Abstracts (complete list) - Wissenschaft Online

Benedikt Fritzsching, Eva Pauly, Nina Oberle, Navina Kuss, Katrin Hartmann, Peter
Ruf, Johannes Pöschl, Peter Krammer, Elisabeth Suri-Payer
Naive regulatory T cells: activation and apoptosis
sensitization of this novel Treg subpopulation during the
human neonatal period
CD4+CD25+FOXP3+ regulatory T cells (Treg) are potent immunosuppressive T cells.
Reduction of peripheral blood Treg numbers or function have been reported to be
associated with human autoimmune disease. However, the mechanisms responsible for
Treg -reduction are not clear. We have recently reported high sensitivity of the majority
of Treg towards CD95L-mediated apoptosis*. However, a Treg subpopulation remains
consistently apoptosis-resistant. Gene micro array and 6-color flow cytometry analysis
including FOXP3 revealed that naïve Treg constitute this so far neglected apoptosis
resistant Treg population. Naïve Treg show a phenotype similar to naïve conventional T
cells (CD45RA+, CD45RO-, partly CD31+, CCR6-, CD95-). Whereas naïve Treg
represent only a minority of Treg in adults, almost all cord blood Treg show such a
naïve phenotype. Here, we analyzed the postnatal activation status of Treg during the
first 28 days of healthy newborn infants. Whereas most conventional T cells showed a
naïve phenotype, Treg rapidly acquired an activated phenotype. Similar to adult Treg
these in vivo activated neonatal Treg showed an enhanced apoptosis sensitivity. Treg
activation and apoptosis sensitization occurred during the early postnatal expansion
phase of lymphocytes. This observation might reflect an important tolerance mechanism
for the control of the proliferating T cell compartment in the first weeks of a newborn´s
life.

→ Questions
**A)** Copy the abstract on naive regulatory T cells, everything from "Abstracts (complete list)" down to "immunosuppressive T cells.", renaming each "apoptosis" as "programmed cell death".
**B)** In the abstract on naive regulatory T cells, which surface markers make up the phenotype that naïve Treg share with naïve conventional T cells?
Work only from the abstract on naive regulatory T cells.

→ Exercise data
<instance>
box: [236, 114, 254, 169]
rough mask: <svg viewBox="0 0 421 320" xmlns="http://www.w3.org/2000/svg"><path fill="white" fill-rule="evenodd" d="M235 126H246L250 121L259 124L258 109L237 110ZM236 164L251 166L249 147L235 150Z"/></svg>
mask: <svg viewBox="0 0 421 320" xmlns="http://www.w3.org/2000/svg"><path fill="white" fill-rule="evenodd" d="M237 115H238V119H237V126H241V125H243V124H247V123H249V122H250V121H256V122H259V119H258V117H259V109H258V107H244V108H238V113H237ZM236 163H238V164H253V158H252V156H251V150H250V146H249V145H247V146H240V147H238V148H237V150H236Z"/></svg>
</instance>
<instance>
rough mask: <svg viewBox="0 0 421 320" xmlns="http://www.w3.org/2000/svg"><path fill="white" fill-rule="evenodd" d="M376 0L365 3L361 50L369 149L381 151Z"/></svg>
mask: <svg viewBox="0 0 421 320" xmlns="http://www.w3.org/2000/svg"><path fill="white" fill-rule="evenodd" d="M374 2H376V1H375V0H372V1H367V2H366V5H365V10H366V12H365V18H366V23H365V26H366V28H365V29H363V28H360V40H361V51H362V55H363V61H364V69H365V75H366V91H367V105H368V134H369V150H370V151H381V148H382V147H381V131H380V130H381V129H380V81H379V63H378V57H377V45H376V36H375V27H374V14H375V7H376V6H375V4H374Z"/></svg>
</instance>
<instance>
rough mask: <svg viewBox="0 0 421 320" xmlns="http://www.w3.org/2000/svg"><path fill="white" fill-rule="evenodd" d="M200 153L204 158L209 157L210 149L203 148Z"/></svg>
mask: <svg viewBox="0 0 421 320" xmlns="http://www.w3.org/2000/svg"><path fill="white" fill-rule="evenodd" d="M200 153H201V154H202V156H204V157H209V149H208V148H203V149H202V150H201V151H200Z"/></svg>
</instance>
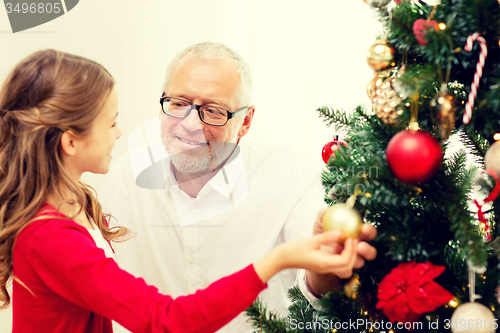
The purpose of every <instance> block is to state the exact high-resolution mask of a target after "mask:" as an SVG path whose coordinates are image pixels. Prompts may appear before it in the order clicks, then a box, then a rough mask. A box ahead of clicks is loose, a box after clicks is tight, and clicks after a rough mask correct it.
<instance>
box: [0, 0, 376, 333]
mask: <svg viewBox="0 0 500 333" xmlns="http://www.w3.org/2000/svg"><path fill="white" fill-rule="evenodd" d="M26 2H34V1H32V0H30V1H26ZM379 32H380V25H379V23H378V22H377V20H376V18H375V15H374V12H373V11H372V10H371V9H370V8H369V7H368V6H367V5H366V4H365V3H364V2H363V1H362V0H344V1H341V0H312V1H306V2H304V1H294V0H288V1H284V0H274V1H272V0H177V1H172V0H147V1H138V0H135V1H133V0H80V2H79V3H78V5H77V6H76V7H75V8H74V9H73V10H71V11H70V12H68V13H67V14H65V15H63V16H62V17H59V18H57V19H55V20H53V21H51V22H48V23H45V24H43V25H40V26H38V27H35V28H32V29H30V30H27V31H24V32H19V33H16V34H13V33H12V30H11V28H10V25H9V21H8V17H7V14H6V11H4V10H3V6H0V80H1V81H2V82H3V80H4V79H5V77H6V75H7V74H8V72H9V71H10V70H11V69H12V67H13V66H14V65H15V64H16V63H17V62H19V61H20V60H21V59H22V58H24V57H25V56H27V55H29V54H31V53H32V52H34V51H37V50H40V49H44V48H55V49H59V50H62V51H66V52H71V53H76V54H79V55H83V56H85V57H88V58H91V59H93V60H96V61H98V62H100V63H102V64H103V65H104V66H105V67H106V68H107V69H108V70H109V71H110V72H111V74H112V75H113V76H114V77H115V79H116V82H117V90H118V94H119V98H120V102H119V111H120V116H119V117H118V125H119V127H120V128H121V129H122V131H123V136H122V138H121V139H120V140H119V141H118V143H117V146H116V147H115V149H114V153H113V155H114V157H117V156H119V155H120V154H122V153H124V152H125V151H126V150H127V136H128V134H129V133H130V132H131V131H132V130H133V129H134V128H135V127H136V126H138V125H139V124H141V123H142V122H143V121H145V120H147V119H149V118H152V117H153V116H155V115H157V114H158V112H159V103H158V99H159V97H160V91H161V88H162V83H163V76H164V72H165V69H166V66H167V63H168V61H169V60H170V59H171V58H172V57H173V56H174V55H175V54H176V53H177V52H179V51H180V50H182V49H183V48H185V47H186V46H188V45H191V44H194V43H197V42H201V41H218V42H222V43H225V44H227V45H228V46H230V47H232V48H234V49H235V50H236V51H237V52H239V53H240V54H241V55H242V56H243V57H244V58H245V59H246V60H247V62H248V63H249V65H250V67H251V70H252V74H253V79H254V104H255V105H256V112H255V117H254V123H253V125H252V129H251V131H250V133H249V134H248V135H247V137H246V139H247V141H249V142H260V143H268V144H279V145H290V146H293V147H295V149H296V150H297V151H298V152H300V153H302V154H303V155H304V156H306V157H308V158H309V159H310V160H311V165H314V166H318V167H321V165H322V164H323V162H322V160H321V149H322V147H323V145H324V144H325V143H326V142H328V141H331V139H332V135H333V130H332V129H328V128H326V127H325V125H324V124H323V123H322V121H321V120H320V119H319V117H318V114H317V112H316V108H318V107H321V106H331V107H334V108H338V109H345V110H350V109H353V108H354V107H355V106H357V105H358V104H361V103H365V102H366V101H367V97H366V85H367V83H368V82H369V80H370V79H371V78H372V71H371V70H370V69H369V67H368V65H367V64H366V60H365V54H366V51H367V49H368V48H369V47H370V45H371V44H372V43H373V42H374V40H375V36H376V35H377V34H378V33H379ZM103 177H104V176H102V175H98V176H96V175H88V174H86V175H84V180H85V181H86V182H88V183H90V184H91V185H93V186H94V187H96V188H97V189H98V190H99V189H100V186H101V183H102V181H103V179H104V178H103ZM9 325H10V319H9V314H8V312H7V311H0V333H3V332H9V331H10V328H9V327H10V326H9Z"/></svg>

→ Expected responses
**A)**
Abstracts (complete list) - Wissenschaft Online

Benedikt Fritzsching, Eva Pauly, Nina Oberle, Navina Kuss, Katrin Hartmann, Peter
Ruf, Johannes Pöschl, Peter Krammer, Elisabeth Suri-Payer
Naive regulatory T cells: activation and programmed cell death
sensitization of this novel Treg subpopulation during the
human neonatal period
CD4+CD25+FOXP3+ regulatory T cells (Treg) are potent immunosuppressive T cells.

**B)** CD45RA+, CD45RO-, CD31+ (partly), CCR6-, CD95-